SOURCE
+ + +
On 1/27/11 9:12 AM, Marv Gandall wrote:
> Can you and Louis elaborate a bit about your current problems with Jacoby?
> I'm not familiar with how his thinking has evolved.
The latest contretemps with Wright has an added dimension. Although you
might not have figured it out from Jacoby’s review, Jacoby is a
long-standing utopian socialism theorist so there is a kind of turf
battle going on. How dare Wright tackle a subject that Jacoby has made
his own?
In some ways, the intensity of Jacoby’s attack reminds me of the beating
Mark Danner took at the hands of George Packer in the NY Times Sunday
book review. Both men have staked out turf in the “decent left”, with
Danner urging NATO punishment of the dastardly Serbs throughout the
1990s and Packer defending Bush’s war in Iraq—until it turned sour. But
if you are vying for top honors in State Department liberalism, there’s
going to be a need to knock your competitor down a peg or two.
On the question of utopianism, it must be stressed that Wright and
Jacoby have completely different approaches. Wright is far more
interested in experiments like Mondragon than Jacoby whose notion of
utopia mostly revolves around the need for projecting lofty goals,
especially through imaginary literature such as Bellamy’s “Looking
Backward”.
Unlike Wright who has a very active presence on the Internet and who
does not mind duking it out with his ideological opponents, including
me, Jacoby is a rather aloof and remote figure whose output is almost
completely restricted to print journals. Indeed, he does not even have
an email address on his UCLA website, an effort one supposes to preempt
exchanges with riffraff like me.
Although it is restricted to subscribers, there is an electronic version
of an article that Jacoby wrote in the December 2000 Harper’s Magazine
titled “A Brave Old World: Looking Forward to a nineteenth-century utopia.”
The article was written to commemorate Bellamy’s “Looking Backward: From
2000 to 1887″ and to make the case for its relevancy in 2000, which
mostly has to do with the need for visionary schemes for future
societies. Jacoby’s main point is that utopianism has gotten a bad rap
because of a failed experiment in the USSR that also embraced ambitious
goals. He writes:
Anti-utopianism continues to suffuse our culture. Conventional as well
as scholarly opinion posits that utopia spells concentration camps and
that utopians secretly dream of being prison guards. Robert Conquest, a
leading chronicler of the Soviet terror, is lauded by Gertrude
Himmelfarb for telling the truth about “totalitarianism and utopianism”
+ + +
ITEMS

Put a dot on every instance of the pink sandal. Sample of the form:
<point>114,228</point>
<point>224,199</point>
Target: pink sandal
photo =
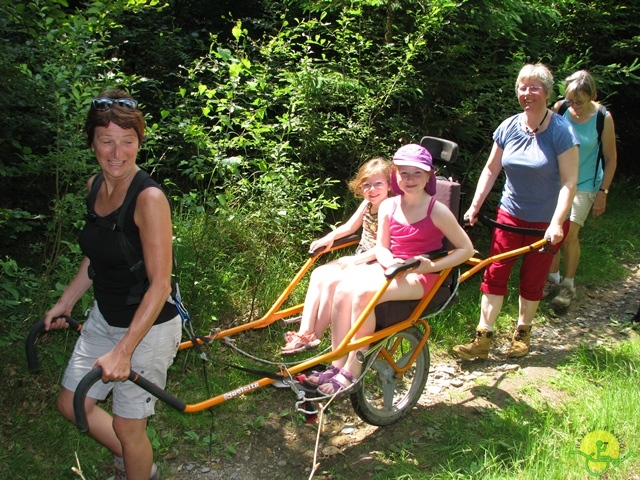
<point>297,343</point>
<point>333,386</point>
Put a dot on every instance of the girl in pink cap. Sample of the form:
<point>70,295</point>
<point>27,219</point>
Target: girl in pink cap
<point>409,225</point>
<point>372,184</point>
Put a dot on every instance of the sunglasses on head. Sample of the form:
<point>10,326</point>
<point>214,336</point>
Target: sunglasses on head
<point>103,104</point>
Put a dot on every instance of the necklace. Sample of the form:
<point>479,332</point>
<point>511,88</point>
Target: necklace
<point>530,132</point>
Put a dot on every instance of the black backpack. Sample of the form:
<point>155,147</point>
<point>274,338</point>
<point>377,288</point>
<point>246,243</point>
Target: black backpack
<point>600,114</point>
<point>135,262</point>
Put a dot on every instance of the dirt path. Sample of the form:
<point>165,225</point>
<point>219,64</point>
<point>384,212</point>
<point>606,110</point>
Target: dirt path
<point>283,449</point>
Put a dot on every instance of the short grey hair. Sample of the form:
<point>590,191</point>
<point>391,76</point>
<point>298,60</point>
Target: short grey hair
<point>536,72</point>
<point>580,82</point>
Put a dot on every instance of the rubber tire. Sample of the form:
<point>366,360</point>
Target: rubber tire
<point>368,401</point>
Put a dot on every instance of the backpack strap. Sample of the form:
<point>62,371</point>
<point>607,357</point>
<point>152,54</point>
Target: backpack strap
<point>136,264</point>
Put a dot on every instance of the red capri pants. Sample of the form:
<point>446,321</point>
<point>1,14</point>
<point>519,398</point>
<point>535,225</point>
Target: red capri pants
<point>535,265</point>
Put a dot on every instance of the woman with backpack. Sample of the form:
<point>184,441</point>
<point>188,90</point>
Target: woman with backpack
<point>593,126</point>
<point>127,243</point>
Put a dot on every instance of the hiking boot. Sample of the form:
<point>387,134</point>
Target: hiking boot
<point>478,348</point>
<point>155,473</point>
<point>550,288</point>
<point>520,342</point>
<point>564,296</point>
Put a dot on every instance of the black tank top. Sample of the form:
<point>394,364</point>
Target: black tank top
<point>113,280</point>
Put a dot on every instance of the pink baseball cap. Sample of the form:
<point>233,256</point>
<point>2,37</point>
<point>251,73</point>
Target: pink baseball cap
<point>414,155</point>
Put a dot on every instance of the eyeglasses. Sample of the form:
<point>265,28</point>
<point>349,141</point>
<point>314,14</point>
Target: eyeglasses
<point>531,88</point>
<point>103,104</point>
<point>575,103</point>
<point>375,186</point>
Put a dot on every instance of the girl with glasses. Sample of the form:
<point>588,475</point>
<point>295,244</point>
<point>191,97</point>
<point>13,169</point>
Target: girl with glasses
<point>372,184</point>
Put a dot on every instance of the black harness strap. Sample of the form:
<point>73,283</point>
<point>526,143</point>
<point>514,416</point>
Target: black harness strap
<point>136,264</point>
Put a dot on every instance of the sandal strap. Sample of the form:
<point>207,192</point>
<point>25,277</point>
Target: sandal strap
<point>346,374</point>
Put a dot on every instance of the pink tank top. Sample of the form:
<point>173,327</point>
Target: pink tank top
<point>407,241</point>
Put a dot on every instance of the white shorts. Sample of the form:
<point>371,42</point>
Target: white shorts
<point>582,203</point>
<point>151,359</point>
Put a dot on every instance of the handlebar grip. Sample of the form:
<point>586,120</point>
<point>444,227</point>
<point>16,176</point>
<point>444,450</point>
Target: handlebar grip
<point>34,333</point>
<point>396,268</point>
<point>96,374</point>
<point>336,243</point>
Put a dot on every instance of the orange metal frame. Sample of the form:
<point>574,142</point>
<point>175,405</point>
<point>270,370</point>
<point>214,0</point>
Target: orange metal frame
<point>348,344</point>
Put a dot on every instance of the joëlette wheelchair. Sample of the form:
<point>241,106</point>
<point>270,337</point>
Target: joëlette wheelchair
<point>396,362</point>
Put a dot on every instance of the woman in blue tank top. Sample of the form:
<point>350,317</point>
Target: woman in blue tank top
<point>594,178</point>
<point>539,154</point>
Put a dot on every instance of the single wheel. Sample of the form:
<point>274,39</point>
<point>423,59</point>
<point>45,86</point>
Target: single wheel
<point>383,398</point>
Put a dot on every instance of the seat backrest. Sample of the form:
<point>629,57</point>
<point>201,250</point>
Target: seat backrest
<point>441,149</point>
<point>448,193</point>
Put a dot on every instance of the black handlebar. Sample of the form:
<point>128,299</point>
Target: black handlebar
<point>410,263</point>
<point>96,374</point>
<point>337,243</point>
<point>36,330</point>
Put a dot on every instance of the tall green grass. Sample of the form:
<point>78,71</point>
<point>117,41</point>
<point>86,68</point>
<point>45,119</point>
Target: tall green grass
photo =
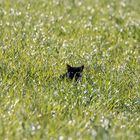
+ + +
TASKS TO COMPLETE
1: List every publication or written work named in the post about Jacoby and Wright.
2: In the post about Jacoby and Wright, rewrite the stretch from "In some ways, the" through "peg or two.", replacing "competitor" with "rival".
3: Please summarize the post about Jacoby and Wright in two sentences.

PROBLEM SOLUTIONS
1:
- The NY Times Sunday book review
- Harper's Magazine (the December 2000 issue)
- Bellamy's "Looking Backward: From 2000 to 1887"
- "A Brave Old World: Looking Forward to a nineteenth-century utopia."

2:
In some ways, the intensity of Jacoby’s attack reminds me of the beating
Mark Danner took at the hands of George Packer in the NY Times Sunday
book review. Both men have staked out turf in the “decent left”, with
Danner urging NATO punishment of the dastardly Serbs throughout the
1990s and Packer defending Bush’s war in Iraq—until it turned sour. But
if you are vying for top honors in State Department liberalism, there’s
going to be a need to knock your rival down a peg or two.

3: Jacoby, a long-standing theorist of utopian socialism, has attacked Wright in what the writer sees as a turf battle, though the two approach utopianism very differently: Wright is drawn to experiments like Mondragon, while Jacoby stresses lofty goals projected through literature such as Bellamy's "Looking Backward." In a December 2000 Harper's Magazine article, Jacoby argued that utopianism has gotten a bad rap because of a failed experiment in the USSR.